### What to produce
The line containing "Would you mind indicating the green stem" and all lines following it in the listing below are to be reproduced exactly, with no other lines.

--- Records shown ---

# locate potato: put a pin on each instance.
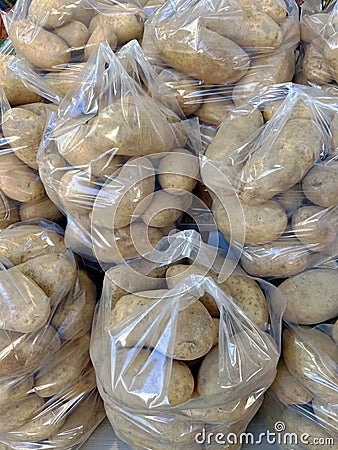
(212, 58)
(44, 50)
(178, 171)
(77, 192)
(24, 242)
(8, 212)
(281, 258)
(315, 227)
(102, 33)
(320, 185)
(208, 380)
(195, 330)
(274, 68)
(214, 111)
(42, 208)
(316, 68)
(17, 414)
(311, 296)
(124, 243)
(13, 390)
(24, 306)
(236, 130)
(55, 274)
(18, 181)
(311, 356)
(73, 317)
(64, 368)
(287, 389)
(79, 423)
(142, 380)
(74, 33)
(246, 29)
(276, 9)
(24, 131)
(165, 209)
(262, 223)
(293, 152)
(301, 425)
(125, 19)
(15, 91)
(24, 354)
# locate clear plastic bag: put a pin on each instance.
(48, 396)
(232, 47)
(183, 323)
(52, 35)
(280, 162)
(102, 149)
(319, 45)
(22, 195)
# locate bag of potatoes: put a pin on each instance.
(319, 32)
(22, 195)
(272, 171)
(233, 43)
(102, 149)
(48, 396)
(53, 34)
(178, 353)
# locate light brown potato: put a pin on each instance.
(195, 329)
(274, 68)
(16, 92)
(315, 227)
(17, 414)
(44, 208)
(55, 274)
(13, 390)
(102, 33)
(24, 354)
(236, 130)
(287, 389)
(24, 242)
(311, 356)
(125, 198)
(74, 33)
(165, 208)
(213, 58)
(247, 29)
(125, 243)
(8, 212)
(77, 191)
(125, 19)
(73, 317)
(281, 258)
(55, 12)
(276, 9)
(178, 171)
(263, 223)
(44, 50)
(144, 373)
(320, 185)
(311, 296)
(85, 417)
(300, 425)
(63, 369)
(214, 111)
(24, 130)
(294, 151)
(18, 181)
(24, 306)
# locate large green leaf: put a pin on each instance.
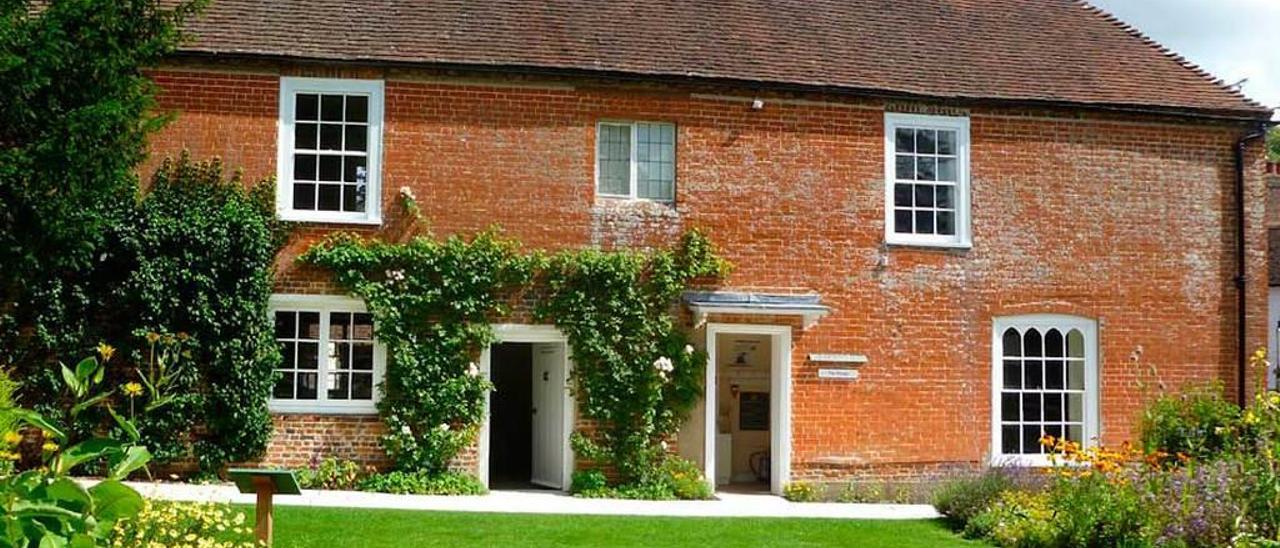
(135, 457)
(71, 494)
(115, 501)
(88, 450)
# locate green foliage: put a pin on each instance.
(1192, 423)
(432, 302)
(635, 373)
(963, 498)
(801, 492)
(73, 129)
(183, 524)
(333, 473)
(423, 483)
(202, 250)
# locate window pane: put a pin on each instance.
(613, 158)
(926, 169)
(306, 386)
(330, 108)
(946, 141)
(305, 196)
(924, 222)
(284, 387)
(357, 138)
(1033, 374)
(926, 141)
(1009, 406)
(946, 223)
(305, 136)
(357, 108)
(903, 195)
(904, 140)
(304, 167)
(1013, 342)
(330, 136)
(330, 168)
(905, 167)
(903, 220)
(924, 196)
(361, 386)
(306, 108)
(309, 325)
(1010, 441)
(286, 325)
(330, 197)
(947, 169)
(1013, 374)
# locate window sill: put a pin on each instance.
(310, 217)
(320, 409)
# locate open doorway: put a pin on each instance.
(525, 437)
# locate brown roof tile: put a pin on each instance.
(1022, 50)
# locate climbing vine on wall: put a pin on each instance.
(432, 302)
(636, 375)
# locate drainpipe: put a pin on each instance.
(1240, 279)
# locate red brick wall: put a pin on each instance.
(1128, 222)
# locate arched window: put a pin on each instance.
(1045, 383)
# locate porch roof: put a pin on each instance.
(808, 306)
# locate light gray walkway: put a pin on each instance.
(730, 505)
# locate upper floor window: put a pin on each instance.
(332, 361)
(927, 179)
(635, 160)
(329, 142)
(1046, 383)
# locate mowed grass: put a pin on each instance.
(305, 526)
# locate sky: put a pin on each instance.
(1230, 39)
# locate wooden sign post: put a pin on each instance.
(265, 484)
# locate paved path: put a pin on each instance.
(730, 505)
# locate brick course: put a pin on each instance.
(1128, 220)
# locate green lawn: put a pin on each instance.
(304, 526)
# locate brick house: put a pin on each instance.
(955, 225)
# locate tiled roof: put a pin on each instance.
(1019, 50)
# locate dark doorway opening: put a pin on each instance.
(511, 428)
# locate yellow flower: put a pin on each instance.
(106, 351)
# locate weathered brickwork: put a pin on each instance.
(1125, 220)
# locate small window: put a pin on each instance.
(330, 131)
(636, 160)
(927, 179)
(330, 360)
(1046, 383)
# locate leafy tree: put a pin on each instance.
(73, 126)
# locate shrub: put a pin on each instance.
(801, 492)
(421, 483)
(333, 473)
(589, 483)
(1016, 519)
(1194, 423)
(184, 525)
(963, 498)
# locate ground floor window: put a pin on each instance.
(330, 360)
(1045, 383)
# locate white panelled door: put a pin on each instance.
(548, 415)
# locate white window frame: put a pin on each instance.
(960, 124)
(324, 305)
(289, 87)
(634, 185)
(1091, 425)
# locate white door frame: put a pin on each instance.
(780, 401)
(526, 333)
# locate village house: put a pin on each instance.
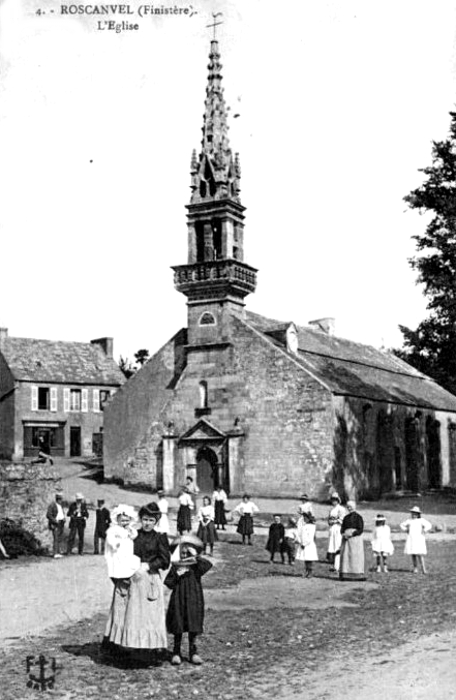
(52, 396)
(264, 406)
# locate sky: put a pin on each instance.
(338, 104)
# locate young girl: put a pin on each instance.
(275, 539)
(246, 510)
(336, 514)
(184, 517)
(382, 547)
(289, 541)
(186, 604)
(306, 549)
(220, 498)
(415, 544)
(121, 561)
(206, 530)
(163, 524)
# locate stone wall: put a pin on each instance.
(381, 448)
(26, 490)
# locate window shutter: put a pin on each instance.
(66, 400)
(34, 398)
(53, 398)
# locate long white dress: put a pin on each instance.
(163, 523)
(381, 540)
(336, 515)
(416, 529)
(306, 549)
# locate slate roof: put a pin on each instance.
(354, 369)
(59, 362)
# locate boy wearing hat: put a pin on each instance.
(186, 604)
(382, 546)
(102, 522)
(78, 515)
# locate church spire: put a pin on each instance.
(216, 173)
(215, 279)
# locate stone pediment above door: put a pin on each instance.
(202, 431)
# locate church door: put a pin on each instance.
(206, 470)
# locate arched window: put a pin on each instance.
(203, 395)
(207, 319)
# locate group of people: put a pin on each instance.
(78, 515)
(136, 553)
(345, 549)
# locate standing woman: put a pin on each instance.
(137, 616)
(163, 523)
(220, 498)
(184, 516)
(352, 549)
(246, 510)
(336, 515)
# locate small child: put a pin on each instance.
(246, 510)
(122, 562)
(163, 524)
(206, 530)
(275, 539)
(382, 547)
(289, 541)
(186, 604)
(306, 549)
(415, 544)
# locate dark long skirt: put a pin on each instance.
(207, 533)
(245, 525)
(220, 517)
(352, 559)
(184, 519)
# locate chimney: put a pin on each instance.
(3, 336)
(325, 325)
(106, 344)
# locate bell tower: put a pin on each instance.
(216, 279)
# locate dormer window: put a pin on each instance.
(207, 319)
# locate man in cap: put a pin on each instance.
(102, 522)
(78, 515)
(56, 522)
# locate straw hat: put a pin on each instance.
(123, 509)
(190, 539)
(151, 510)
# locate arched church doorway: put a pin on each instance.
(206, 470)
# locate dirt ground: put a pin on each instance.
(268, 633)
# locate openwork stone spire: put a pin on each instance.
(216, 173)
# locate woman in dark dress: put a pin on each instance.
(275, 539)
(352, 549)
(137, 616)
(186, 604)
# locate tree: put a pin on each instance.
(141, 356)
(431, 348)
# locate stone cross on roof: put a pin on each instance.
(215, 23)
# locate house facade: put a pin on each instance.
(260, 405)
(52, 396)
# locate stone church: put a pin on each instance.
(260, 405)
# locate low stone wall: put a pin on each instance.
(26, 490)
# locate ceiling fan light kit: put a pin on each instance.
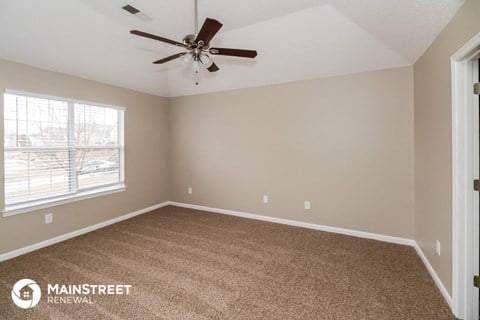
(198, 48)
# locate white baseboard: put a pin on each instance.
(435, 277)
(360, 234)
(354, 233)
(63, 237)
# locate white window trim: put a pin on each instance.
(14, 209)
(43, 204)
(44, 96)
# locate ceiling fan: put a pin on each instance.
(197, 46)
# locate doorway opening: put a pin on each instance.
(466, 169)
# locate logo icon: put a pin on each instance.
(26, 293)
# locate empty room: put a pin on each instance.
(254, 159)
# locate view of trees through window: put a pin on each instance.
(54, 148)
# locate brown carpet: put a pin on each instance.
(189, 264)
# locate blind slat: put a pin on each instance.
(56, 146)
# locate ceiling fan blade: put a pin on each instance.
(234, 52)
(170, 58)
(154, 37)
(209, 30)
(213, 68)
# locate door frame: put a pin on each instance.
(465, 159)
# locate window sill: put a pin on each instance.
(42, 204)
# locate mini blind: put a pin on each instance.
(55, 147)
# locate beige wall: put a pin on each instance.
(433, 137)
(145, 155)
(343, 143)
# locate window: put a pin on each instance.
(57, 150)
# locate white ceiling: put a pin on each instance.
(295, 40)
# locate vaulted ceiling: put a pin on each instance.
(295, 40)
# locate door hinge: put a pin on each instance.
(476, 281)
(476, 185)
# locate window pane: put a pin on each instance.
(97, 167)
(46, 158)
(96, 126)
(33, 175)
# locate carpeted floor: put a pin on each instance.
(188, 264)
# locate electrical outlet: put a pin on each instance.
(48, 218)
(438, 247)
(307, 205)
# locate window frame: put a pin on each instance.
(77, 194)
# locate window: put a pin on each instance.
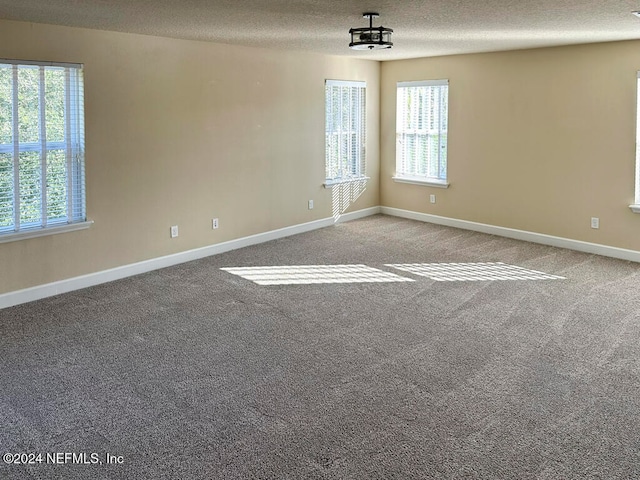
(421, 132)
(41, 149)
(345, 132)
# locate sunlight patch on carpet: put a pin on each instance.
(310, 274)
(473, 272)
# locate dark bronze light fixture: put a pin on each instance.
(370, 38)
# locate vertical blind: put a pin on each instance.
(345, 130)
(41, 145)
(421, 129)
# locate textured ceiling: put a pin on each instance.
(421, 28)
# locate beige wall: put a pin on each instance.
(179, 132)
(539, 140)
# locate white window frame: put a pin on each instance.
(72, 145)
(635, 206)
(348, 164)
(418, 173)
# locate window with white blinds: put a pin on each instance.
(345, 131)
(635, 207)
(421, 131)
(41, 147)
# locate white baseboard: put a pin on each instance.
(607, 251)
(63, 286)
(76, 283)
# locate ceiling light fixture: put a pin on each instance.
(370, 38)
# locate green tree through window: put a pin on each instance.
(41, 146)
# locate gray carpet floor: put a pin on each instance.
(193, 372)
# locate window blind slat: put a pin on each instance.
(421, 130)
(42, 161)
(345, 104)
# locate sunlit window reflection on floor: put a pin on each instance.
(309, 274)
(466, 272)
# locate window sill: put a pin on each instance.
(420, 181)
(41, 232)
(331, 183)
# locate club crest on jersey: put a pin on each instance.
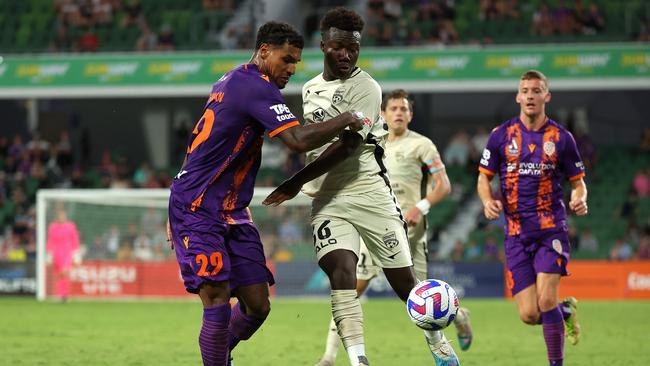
(338, 95)
(390, 240)
(319, 115)
(549, 148)
(513, 148)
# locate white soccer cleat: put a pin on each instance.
(463, 329)
(325, 362)
(443, 353)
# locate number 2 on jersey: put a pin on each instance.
(216, 261)
(204, 132)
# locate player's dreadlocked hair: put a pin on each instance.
(277, 34)
(534, 74)
(397, 94)
(341, 18)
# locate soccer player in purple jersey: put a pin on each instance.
(532, 155)
(217, 246)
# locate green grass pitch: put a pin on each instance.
(165, 333)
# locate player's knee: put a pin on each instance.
(529, 317)
(546, 303)
(343, 277)
(259, 310)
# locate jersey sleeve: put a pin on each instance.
(366, 98)
(489, 163)
(430, 157)
(267, 106)
(572, 164)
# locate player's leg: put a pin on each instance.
(366, 270)
(250, 280)
(205, 268)
(550, 264)
(551, 316)
(340, 265)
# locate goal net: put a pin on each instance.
(124, 252)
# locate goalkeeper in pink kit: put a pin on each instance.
(62, 244)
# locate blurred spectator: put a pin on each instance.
(166, 38)
(643, 250)
(457, 152)
(588, 242)
(472, 251)
(621, 251)
(133, 14)
(542, 23)
(641, 183)
(88, 42)
(593, 21)
(147, 40)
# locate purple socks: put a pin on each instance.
(241, 326)
(553, 326)
(213, 339)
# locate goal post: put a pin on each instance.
(123, 248)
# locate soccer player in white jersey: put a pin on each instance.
(419, 181)
(352, 198)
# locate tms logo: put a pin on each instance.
(282, 111)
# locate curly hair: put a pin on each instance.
(341, 18)
(397, 94)
(277, 34)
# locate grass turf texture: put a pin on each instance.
(165, 333)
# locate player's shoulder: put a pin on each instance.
(249, 78)
(500, 129)
(418, 138)
(362, 79)
(316, 80)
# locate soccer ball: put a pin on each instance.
(432, 304)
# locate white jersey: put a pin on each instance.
(323, 100)
(410, 159)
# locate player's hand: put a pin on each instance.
(579, 206)
(357, 120)
(169, 235)
(413, 216)
(286, 191)
(492, 209)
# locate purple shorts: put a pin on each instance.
(527, 255)
(211, 250)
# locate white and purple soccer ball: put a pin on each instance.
(432, 304)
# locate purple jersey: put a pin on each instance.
(224, 151)
(532, 166)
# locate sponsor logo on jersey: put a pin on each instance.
(390, 240)
(549, 148)
(338, 95)
(282, 111)
(486, 157)
(557, 245)
(513, 148)
(319, 115)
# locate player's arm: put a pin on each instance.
(338, 151)
(491, 208)
(441, 189)
(305, 138)
(578, 201)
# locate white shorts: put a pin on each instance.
(417, 235)
(340, 222)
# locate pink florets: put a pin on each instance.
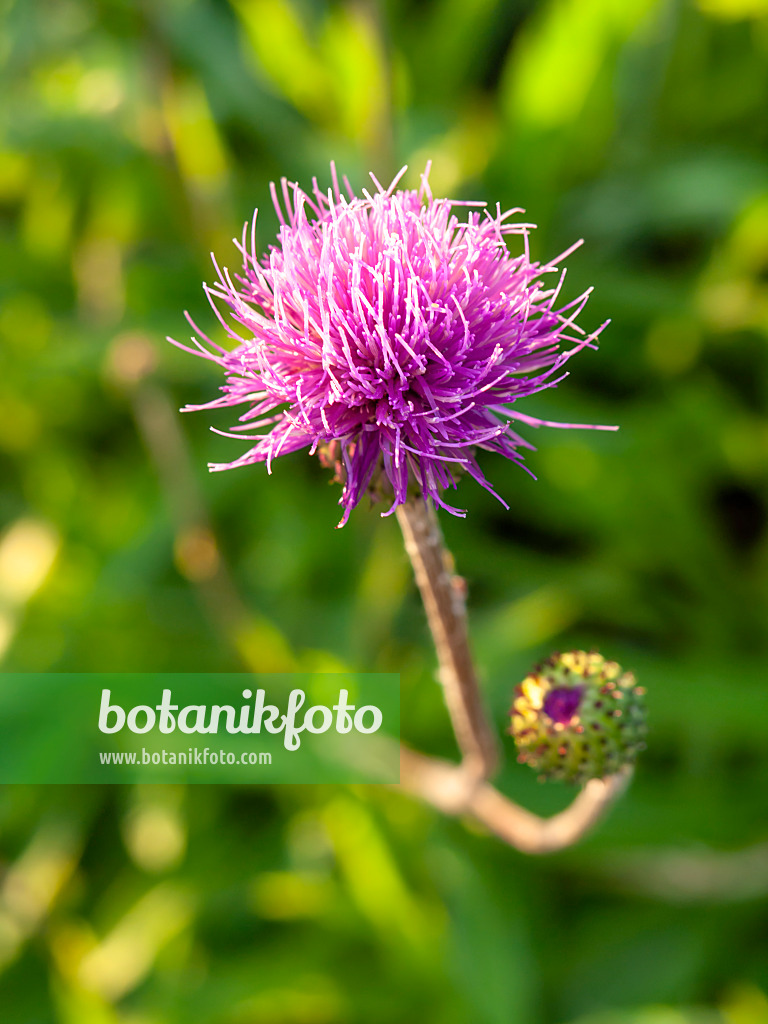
(386, 325)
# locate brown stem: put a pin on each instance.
(450, 788)
(463, 788)
(443, 597)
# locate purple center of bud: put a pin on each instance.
(562, 704)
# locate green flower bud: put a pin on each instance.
(579, 717)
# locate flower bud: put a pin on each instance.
(579, 717)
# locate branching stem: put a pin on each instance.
(463, 788)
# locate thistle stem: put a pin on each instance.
(463, 788)
(448, 788)
(443, 597)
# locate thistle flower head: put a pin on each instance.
(385, 326)
(578, 717)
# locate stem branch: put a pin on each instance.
(463, 788)
(443, 597)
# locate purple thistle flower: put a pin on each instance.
(385, 325)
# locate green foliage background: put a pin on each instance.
(135, 136)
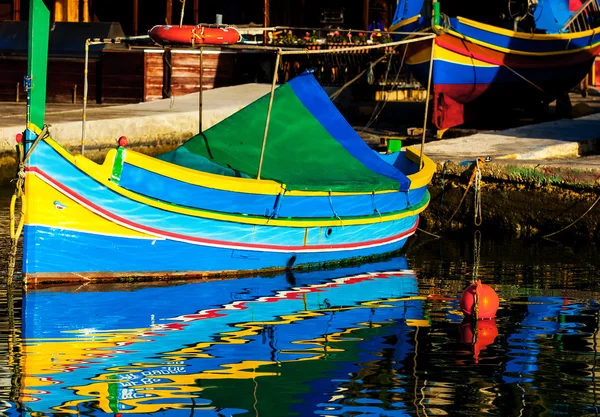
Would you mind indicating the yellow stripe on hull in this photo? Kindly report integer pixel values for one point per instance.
(442, 54)
(99, 174)
(42, 210)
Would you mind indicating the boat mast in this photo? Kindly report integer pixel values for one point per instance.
(37, 62)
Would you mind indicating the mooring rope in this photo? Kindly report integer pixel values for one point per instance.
(476, 172)
(572, 223)
(477, 199)
(19, 194)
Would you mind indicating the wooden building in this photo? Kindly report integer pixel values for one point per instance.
(125, 75)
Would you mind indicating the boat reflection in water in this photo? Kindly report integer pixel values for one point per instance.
(261, 345)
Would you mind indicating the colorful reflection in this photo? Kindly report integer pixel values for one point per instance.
(257, 345)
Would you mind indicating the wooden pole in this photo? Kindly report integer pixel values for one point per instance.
(262, 151)
(427, 103)
(200, 92)
(267, 13)
(135, 17)
(169, 14)
(16, 10)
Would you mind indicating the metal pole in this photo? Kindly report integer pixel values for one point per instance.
(182, 11)
(85, 88)
(427, 103)
(135, 16)
(262, 151)
(200, 98)
(16, 10)
(267, 13)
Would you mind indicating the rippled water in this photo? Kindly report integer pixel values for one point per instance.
(339, 342)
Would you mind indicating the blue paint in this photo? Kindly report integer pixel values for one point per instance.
(313, 97)
(58, 251)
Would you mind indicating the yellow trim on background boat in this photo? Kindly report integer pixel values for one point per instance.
(532, 37)
(521, 35)
(98, 173)
(402, 23)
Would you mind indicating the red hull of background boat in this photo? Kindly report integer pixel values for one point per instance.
(193, 35)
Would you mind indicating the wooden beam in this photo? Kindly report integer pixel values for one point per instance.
(267, 13)
(169, 14)
(135, 17)
(17, 10)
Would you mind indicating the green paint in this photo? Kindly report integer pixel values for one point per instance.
(37, 62)
(394, 145)
(532, 175)
(436, 13)
(300, 152)
(118, 165)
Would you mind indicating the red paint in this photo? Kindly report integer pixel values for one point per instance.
(212, 242)
(193, 35)
(487, 301)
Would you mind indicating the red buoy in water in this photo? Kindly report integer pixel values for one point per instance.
(479, 301)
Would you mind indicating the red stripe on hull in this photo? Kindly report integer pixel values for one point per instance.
(212, 242)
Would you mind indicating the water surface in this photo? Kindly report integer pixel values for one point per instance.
(380, 339)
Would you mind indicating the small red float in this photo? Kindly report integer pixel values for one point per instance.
(194, 35)
(479, 334)
(479, 301)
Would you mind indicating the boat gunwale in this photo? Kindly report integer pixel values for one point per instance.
(98, 174)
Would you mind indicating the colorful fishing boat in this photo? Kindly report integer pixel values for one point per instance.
(515, 53)
(187, 347)
(283, 183)
(194, 35)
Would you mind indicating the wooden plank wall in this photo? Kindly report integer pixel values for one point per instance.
(138, 75)
(65, 79)
(122, 76)
(185, 78)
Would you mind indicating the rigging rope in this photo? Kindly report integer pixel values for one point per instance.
(572, 223)
(19, 194)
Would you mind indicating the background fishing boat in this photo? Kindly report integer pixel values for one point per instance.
(504, 54)
(284, 182)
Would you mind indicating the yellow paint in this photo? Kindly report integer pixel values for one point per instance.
(441, 53)
(220, 182)
(68, 11)
(191, 176)
(520, 35)
(101, 173)
(397, 27)
(42, 211)
(423, 177)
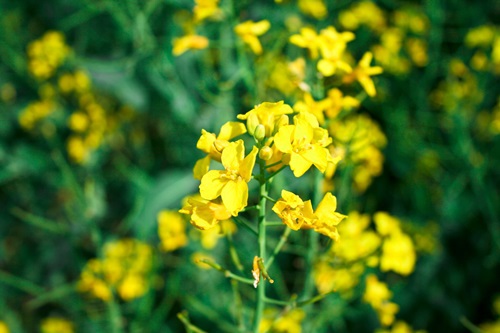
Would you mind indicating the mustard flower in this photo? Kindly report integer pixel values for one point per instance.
(56, 325)
(314, 8)
(326, 218)
(363, 72)
(230, 184)
(398, 254)
(3, 327)
(206, 9)
(293, 211)
(249, 31)
(267, 114)
(189, 42)
(172, 230)
(309, 39)
(205, 214)
(214, 145)
(305, 142)
(332, 47)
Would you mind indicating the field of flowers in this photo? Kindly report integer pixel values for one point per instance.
(259, 166)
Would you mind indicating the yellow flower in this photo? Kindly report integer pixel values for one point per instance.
(314, 8)
(305, 142)
(230, 184)
(336, 102)
(386, 224)
(205, 214)
(332, 47)
(308, 38)
(56, 325)
(3, 327)
(292, 210)
(172, 230)
(249, 31)
(206, 9)
(398, 254)
(214, 145)
(326, 218)
(376, 292)
(189, 42)
(308, 104)
(132, 286)
(268, 114)
(363, 72)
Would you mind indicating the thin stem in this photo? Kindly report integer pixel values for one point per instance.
(227, 273)
(261, 291)
(278, 247)
(245, 224)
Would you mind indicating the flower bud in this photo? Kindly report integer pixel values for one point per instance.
(266, 153)
(260, 132)
(252, 123)
(282, 121)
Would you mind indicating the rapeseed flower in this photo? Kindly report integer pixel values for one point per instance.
(205, 214)
(230, 184)
(56, 325)
(189, 42)
(305, 142)
(293, 211)
(213, 145)
(363, 73)
(249, 32)
(172, 230)
(332, 47)
(270, 115)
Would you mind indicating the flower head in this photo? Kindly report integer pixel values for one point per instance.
(292, 210)
(305, 142)
(205, 214)
(189, 42)
(249, 31)
(230, 184)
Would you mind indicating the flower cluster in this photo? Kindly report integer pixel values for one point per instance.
(124, 267)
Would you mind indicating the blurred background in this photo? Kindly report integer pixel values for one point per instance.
(99, 119)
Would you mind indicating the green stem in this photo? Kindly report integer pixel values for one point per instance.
(261, 291)
(278, 247)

---

### Answer to the problem
Would you mind indicating the green stem in this photo? Kindly report integer pixel values for one point per instance.
(261, 291)
(278, 247)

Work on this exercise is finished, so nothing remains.